In the passage on Bolton's departure, what headline did the Shargh daily newspaper run?

Excerpted passage:
'''

For a long time now Bolton was critical of Iran and had once promised before an Iranian exile group that they would be celebrating the toppling of Iran's Government this year. Bolton’s departure also comes amid speculation about Trump potentially meeting Rouhani during the upcoming U.N. General Assembly this month in New York. However, Rouhani's comments seemed to highlight an approval that Tehran is willing to put the blame of tensions on departing Bolton rather than on US President himself.

Rouhani spoke after a Cabinet meeting Wednesday, a day that saw all print media in Iran covering Bolton's exit. The progressive Shargh daily newspaper had one large headline that read: “Bolton: A scapegoat for Iran?”

Iran's President said in a televised statement that Americans will have to realize that warmongering and warmongers are not to their benefit. Adding that, They(Americans) should not only abandon warmongering but also end their maximum pressure policy.

'''

Information shown:
'''

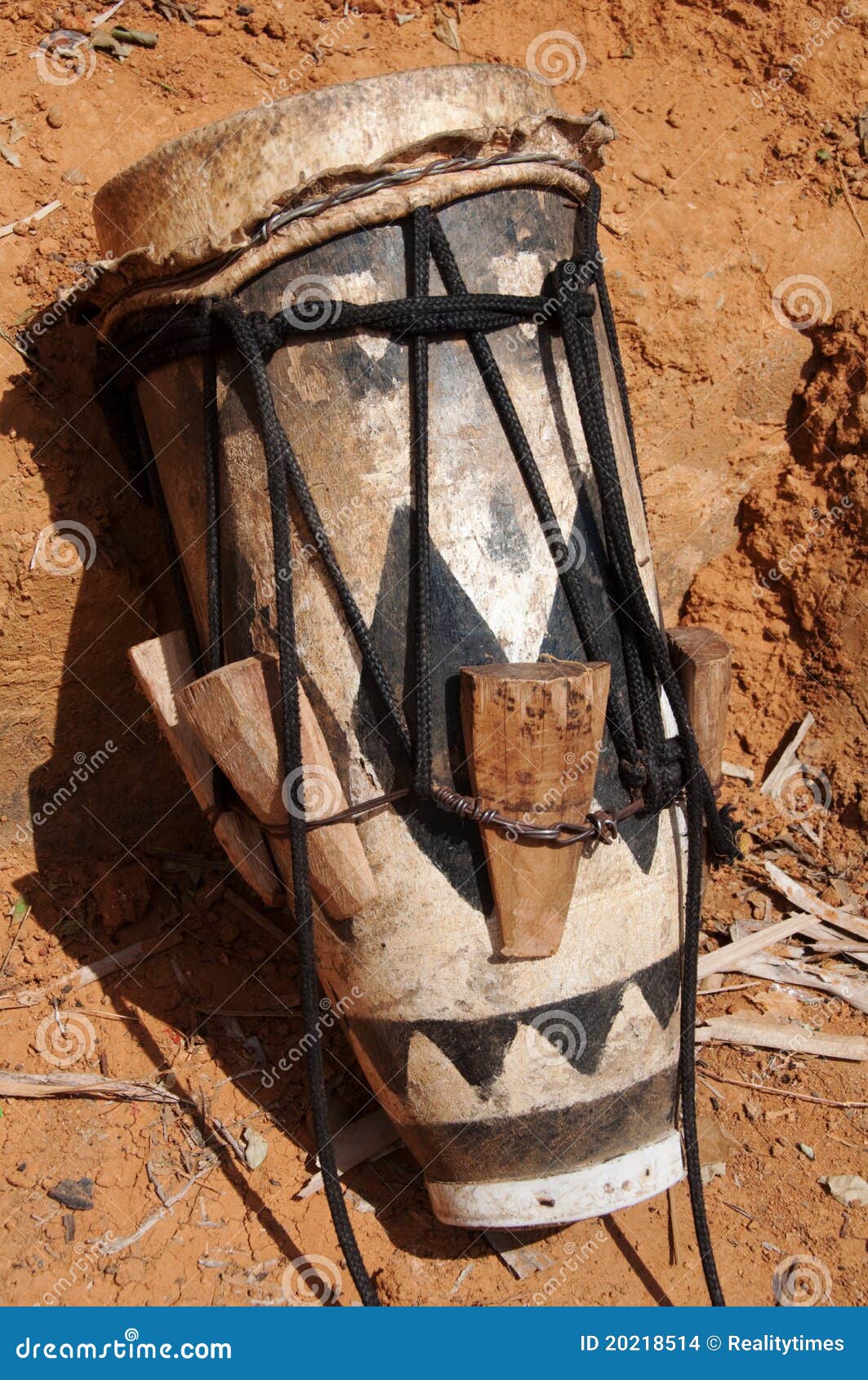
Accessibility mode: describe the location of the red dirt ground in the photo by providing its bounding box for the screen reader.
[0,0,868,1306]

'''

The answer:
“Bolton: A scapegoat for Iran?”